▸ Source records:
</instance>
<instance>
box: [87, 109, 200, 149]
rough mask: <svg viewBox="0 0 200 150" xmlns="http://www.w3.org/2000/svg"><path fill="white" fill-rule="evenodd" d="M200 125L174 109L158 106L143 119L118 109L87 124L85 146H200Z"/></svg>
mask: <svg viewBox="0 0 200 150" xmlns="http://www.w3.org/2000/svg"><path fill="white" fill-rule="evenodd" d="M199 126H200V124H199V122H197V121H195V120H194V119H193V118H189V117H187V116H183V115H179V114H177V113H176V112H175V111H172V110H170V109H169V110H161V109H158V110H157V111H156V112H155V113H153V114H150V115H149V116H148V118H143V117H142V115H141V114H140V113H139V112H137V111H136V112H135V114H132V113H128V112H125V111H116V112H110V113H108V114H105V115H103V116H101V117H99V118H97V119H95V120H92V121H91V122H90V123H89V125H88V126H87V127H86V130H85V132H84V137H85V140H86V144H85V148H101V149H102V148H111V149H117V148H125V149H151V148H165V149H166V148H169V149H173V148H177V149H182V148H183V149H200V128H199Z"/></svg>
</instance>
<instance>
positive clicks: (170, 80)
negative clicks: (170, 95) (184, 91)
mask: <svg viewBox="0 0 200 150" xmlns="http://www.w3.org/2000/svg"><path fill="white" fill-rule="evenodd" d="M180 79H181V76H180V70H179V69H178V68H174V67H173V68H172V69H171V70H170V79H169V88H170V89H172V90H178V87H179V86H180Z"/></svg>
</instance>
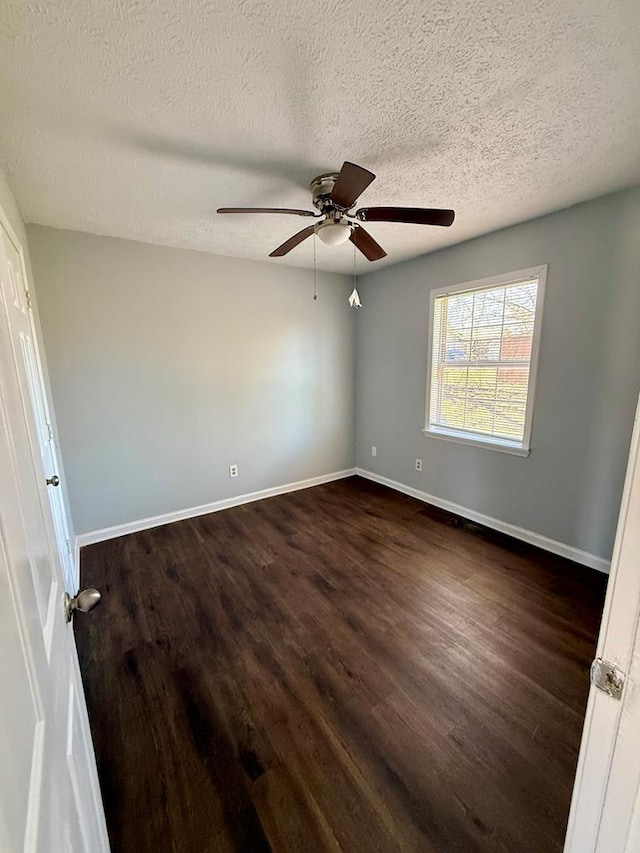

▸ Exercise instructions: Restate, word for word, each line from the one with "box: [87, 109, 200, 149]" to the end of the entries, both included, and keep every picture out.

▸ Response below:
box: [87, 109, 200, 149]
rough mask: <svg viewBox="0 0 200 150" xmlns="http://www.w3.org/2000/svg"><path fill="white" fill-rule="evenodd" d="M200 125L174 109L158 106L143 119L118 109L87 124L85 146H200Z"/></svg>
mask: <svg viewBox="0 0 200 150" xmlns="http://www.w3.org/2000/svg"><path fill="white" fill-rule="evenodd" d="M199 126H200V124H199V122H197V121H195V120H194V119H193V118H189V117H187V116H183V115H179V114H177V113H176V112H175V111H172V110H170V109H169V110H161V109H158V110H157V111H156V112H155V113H153V114H150V115H149V116H148V118H143V117H142V115H141V114H140V113H139V112H137V111H136V112H135V114H132V113H128V112H125V111H116V112H110V113H108V114H105V115H103V116H101V117H99V118H97V119H95V120H92V121H91V122H90V123H89V125H88V126H87V127H86V130H85V132H84V137H85V140H86V144H85V148H101V149H102V148H111V149H117V148H125V149H151V148H165V149H166V148H169V149H173V148H177V149H182V148H183V149H200V128H199Z"/></svg>
</instance>
<instance>
positive clicks: (170, 80)
negative clicks: (170, 95) (184, 91)
mask: <svg viewBox="0 0 200 150" xmlns="http://www.w3.org/2000/svg"><path fill="white" fill-rule="evenodd" d="M180 79H181V76H180V70H179V69H178V68H174V67H173V68H172V69H171V70H170V79H169V88H170V89H172V90H178V87H179V86H180Z"/></svg>
</instance>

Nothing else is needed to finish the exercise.